## EXTRACT PROVIDED
* * * * *
Thus, the data are incomplete.
For example, while we have a fairly good sense of CO2 emissions globally for later years, additional emissions were also produced by countries that are not included in the data.
# **What are the data?**
***
In this case study we will be using data related to CO2 emissions, as well as other data that may influence, be influenced or relate to CO2 emissions.
Most of our data is from [Gapminder](https://www.gapminder.org/data/){target="_blank"} that was originally obtained from the [World Bank](https://www.worldbank.org/en/what-we-do){target="_blank"}.
In addition, we will use some data that is specific to the United States from the [National Oceanic and Atmospheric Administration (NOAA)](https://www.noaa.gov/){target="_blank"}, which is an agency that collects weather and climate data.
* * * * *
## RECORDED INFORMATION
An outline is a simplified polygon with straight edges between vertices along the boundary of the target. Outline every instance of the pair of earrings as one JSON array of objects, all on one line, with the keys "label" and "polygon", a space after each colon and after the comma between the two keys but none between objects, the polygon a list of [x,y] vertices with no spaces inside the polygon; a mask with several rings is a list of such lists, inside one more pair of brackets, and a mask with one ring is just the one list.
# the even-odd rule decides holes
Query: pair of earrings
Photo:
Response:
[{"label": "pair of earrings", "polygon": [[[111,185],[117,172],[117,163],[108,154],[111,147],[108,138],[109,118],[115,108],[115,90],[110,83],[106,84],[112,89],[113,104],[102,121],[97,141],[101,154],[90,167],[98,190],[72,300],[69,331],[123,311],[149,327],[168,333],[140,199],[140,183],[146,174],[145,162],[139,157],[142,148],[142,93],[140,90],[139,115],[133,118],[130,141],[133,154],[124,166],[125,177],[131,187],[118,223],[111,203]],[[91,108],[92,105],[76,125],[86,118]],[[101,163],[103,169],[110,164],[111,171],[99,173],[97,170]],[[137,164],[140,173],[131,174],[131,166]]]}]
* * * * *
## WORK TO DO
A – In the CO2 data passage, rename "CO2 emissions" to "carbon dioxide emissions" everywhere it occurs, reproducing the text starting with "Thus, the data" and going on through "to CO2 emissions.".
B – Decide whether each statement agrees with the CO2 data passage, answering yes or no and quoting the deciding words: (i) The data are complete. (ii) The NOAA data cover countries worldwide. (iii) NOAA collects weather and climate data.
Work only from the CO2 data passage.

## ANSWERS FOR THIS EXERCISE
A –
Thus, the data are incomplete.
For example, while we have a fairly good sense of carbon dioxide emissions globally for later years, additional emissions were also produced by countries that are not included in the data.
# **What are the data?**
***
In this case study we will be using data related to carbon dioxide emissions, as well as other data that may influence, be influenced or relate to carbon dioxide emissions.

B –
(i) No: "Thus, the data are incomplete."
(ii) No: "some data that is specific to the United States"
(iii) Yes: "an agency that collects weather and climate data"